═════ PROVIDED DATA

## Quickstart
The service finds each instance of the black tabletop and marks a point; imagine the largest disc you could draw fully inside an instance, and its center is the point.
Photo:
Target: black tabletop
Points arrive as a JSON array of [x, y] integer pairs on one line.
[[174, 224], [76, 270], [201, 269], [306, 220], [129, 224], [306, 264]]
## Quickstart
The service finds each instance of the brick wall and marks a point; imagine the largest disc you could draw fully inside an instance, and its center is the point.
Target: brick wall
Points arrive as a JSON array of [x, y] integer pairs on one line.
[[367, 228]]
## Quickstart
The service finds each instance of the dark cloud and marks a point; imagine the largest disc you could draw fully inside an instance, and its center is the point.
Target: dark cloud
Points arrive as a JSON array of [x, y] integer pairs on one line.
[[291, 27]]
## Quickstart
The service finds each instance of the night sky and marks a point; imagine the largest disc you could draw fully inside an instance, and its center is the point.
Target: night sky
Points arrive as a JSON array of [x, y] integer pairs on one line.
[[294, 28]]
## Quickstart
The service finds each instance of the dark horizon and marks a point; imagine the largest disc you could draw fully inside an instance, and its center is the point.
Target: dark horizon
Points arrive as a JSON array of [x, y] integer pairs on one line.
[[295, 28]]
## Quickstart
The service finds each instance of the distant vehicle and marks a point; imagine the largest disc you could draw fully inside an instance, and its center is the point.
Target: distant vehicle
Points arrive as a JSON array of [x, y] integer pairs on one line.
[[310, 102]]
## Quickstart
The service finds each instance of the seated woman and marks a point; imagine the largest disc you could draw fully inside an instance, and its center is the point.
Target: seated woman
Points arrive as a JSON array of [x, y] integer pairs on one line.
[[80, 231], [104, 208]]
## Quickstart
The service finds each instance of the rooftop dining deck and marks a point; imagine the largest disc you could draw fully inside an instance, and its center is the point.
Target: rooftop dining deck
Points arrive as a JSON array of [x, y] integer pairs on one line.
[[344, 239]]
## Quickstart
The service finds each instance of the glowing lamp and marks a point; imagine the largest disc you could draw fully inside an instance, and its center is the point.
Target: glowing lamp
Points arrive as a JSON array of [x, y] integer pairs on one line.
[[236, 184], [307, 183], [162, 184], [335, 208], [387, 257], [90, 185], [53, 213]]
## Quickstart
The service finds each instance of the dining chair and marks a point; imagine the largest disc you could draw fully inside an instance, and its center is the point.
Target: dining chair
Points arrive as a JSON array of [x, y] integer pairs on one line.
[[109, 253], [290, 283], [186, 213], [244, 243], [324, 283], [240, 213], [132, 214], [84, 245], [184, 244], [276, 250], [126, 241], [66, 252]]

══════════

STATED EXERCISE: Convert the stretch from the first line through the line containing "[[294, 28]]" into a Markdown table with the columns Row and Line, where Row holds a running number and Line holds the line itself. Skip any blank lines.

WORKED SOLUTION:
| Row | Line |
|---|---|
| 1 | ## Quickstart |
| 2 | The service finds each instance of the black tabletop and marks a point; imagine the largest disc you could draw fully inside an instance, and its center is the point. |
| 3 | Photo: |
| 4 | Target: black tabletop |
| 5 | Points arrive as a JSON array of [x, y] integer pairs on one line. |
| 6 | [[174, 224], [76, 270], [201, 269], [306, 220], [129, 224], [306, 264]] |
| 7 | ## Quickstart |
| 8 | The service finds each instance of the brick wall and marks a point; imagine the largest disc you could draw fully inside an instance, and its center is the point. |
| 9 | Target: brick wall |
| 10 | Points arrive as a JSON array of [x, y] integer pairs on one line. |
| 11 | [[367, 228]] |
| 12 | ## Quickstart |
| 13 | The service finds each instance of the dark cloud and marks a point; imagine the largest disc you could draw fully inside an instance, and its center is the point. |
| 14 | Target: dark cloud |
| 15 | Points arrive as a JSON array of [x, y] integer pairs on one line. |
| 16 | [[291, 27]] |
| 17 | ## Quickstart |
| 18 | The service finds each instance of the night sky and marks a point; imagine the largest disc you could draw fully inside an instance, and its center is the point. |
| 19 | Target: night sky |
| 20 | Points arrive as a JSON array of [x, y] integer pairs on one line. |
| 21 | [[294, 28]] |